■ **Document segment**:
((

The antiretroviral (ARV) drugs Ranbaxy sold were so cheap because they were frauds. The Clinton Foundation facilitated distribution of watered down drugs by “creating the necessary logistics,” according to a report by now-Sen. Rep. Marsha Blackburn, R-Tenn., and her staff.
These drugs “subjected patients to increased risks of morbidity and mortality,” the Justice Department said in its lawsuit against Ranbaxy.
Clinton aide Ira Magaziner approached Ranbaxy in 2002 with a proposition:
“They could put the developing countries together to form a sort of ‘buying club’ that could “ramp up economies of scale and lower cost,” said Ethan Kapstein and Joshua Busby in their 2013 book, “AIDS Drugs for All.”
Ranbaxy was owned then by brothers Malvinder and Shivinder Singh, who had what Australian journalist Michael Smith calls a “dodgy” reputation. The Singh brothers sold their interest in Ranbaxy to a Japanese firm in 2008. Daiichi Sankyo sued them for concealing information about their many lapses in quality control. An Indian court ordered the brothers to pay Daiichi $385 million in damages.

))

■ **Assigned task**:
Please return the passage above about Ranbaxy's antiretroviral drugs in full, word for word.

■ **Given entries**:
((

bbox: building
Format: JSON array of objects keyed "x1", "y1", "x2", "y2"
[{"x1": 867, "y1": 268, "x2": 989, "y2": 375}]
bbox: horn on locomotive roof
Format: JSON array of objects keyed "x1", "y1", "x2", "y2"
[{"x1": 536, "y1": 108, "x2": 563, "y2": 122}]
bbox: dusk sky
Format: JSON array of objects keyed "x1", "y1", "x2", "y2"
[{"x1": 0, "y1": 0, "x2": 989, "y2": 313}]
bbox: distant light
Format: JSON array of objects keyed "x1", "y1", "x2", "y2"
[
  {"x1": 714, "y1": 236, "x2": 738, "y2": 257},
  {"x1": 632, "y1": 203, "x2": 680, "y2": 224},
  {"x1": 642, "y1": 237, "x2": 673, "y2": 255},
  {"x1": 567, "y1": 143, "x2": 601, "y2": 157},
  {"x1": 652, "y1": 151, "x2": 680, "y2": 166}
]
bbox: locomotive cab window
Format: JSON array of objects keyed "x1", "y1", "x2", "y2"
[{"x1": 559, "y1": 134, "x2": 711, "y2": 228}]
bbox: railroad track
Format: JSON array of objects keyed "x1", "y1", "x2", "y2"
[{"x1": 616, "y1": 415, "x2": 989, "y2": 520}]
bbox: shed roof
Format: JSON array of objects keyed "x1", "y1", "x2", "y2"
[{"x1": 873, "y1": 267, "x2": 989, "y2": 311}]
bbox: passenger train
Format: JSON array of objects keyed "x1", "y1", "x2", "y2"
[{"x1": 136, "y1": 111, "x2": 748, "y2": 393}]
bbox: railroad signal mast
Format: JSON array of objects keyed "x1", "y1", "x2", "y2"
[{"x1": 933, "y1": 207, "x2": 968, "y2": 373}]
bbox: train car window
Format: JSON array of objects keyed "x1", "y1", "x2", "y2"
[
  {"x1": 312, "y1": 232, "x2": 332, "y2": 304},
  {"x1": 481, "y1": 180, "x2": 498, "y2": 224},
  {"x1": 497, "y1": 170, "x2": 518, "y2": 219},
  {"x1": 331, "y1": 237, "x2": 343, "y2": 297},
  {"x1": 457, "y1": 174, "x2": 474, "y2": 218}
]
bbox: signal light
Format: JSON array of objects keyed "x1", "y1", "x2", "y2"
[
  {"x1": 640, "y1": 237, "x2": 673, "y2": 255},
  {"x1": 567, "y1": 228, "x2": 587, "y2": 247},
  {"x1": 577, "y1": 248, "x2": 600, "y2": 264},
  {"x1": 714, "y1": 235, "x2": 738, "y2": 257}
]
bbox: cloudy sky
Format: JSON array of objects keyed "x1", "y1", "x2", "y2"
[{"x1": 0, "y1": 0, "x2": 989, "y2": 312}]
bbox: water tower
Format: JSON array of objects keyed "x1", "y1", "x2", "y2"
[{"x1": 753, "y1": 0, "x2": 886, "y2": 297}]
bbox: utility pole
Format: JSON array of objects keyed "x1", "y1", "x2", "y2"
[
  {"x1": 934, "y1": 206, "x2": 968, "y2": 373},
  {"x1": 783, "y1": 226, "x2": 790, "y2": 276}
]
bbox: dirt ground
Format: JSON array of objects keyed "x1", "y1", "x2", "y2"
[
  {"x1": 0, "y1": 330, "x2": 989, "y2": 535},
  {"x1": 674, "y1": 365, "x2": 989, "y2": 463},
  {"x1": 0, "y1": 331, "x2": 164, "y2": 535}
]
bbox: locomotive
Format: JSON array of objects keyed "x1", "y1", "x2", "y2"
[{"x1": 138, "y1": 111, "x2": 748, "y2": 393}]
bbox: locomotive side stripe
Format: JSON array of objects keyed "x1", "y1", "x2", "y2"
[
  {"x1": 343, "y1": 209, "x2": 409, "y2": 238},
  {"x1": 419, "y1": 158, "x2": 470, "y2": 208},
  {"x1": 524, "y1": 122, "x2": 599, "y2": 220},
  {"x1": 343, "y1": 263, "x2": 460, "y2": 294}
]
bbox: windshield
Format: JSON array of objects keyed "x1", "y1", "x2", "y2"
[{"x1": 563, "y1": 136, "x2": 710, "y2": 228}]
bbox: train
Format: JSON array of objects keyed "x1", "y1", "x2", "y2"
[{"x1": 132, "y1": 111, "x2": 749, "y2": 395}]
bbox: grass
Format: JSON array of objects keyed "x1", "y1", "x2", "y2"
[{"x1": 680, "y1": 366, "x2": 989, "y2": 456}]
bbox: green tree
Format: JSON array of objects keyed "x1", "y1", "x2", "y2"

))

■ **Output**:
The antiretroviral (ARV) drugs Ranbaxy sold were so cheap because they were frauds. The Clinton Foundation facilitated distribution of watered down drugs by “creating the necessary logistics,” according to a report by now-Sen. Rep. Marsha Blackburn, R-Tenn., and her staff.
These drugs “subjected patients to increased risks of morbidity and mortality,” the Justice Department said in its lawsuit against Ranbaxy.
Clinton aide Ira Magaziner approached Ranbaxy in 2002 with a proposition:
“They could put the developing countries together to form a sort of ‘buying club’ that could “ramp up economies of scale and lower cost,” said Ethan Kapstein and Joshua Busby in their 2013 book, “AIDS Drugs for All.”
Ranbaxy was owned then by brothers Malvinder and Shivinder Singh, who had what Australian journalist Michael Smith calls a “dodgy” reputation. The Singh brothers sold their interest in Ranbaxy to a Japanese firm in 2008. Daiichi Sankyo sued them for concealing information about their many lapses in quality control. An Indian court ordered the brothers to pay Daiichi $385 million in damages.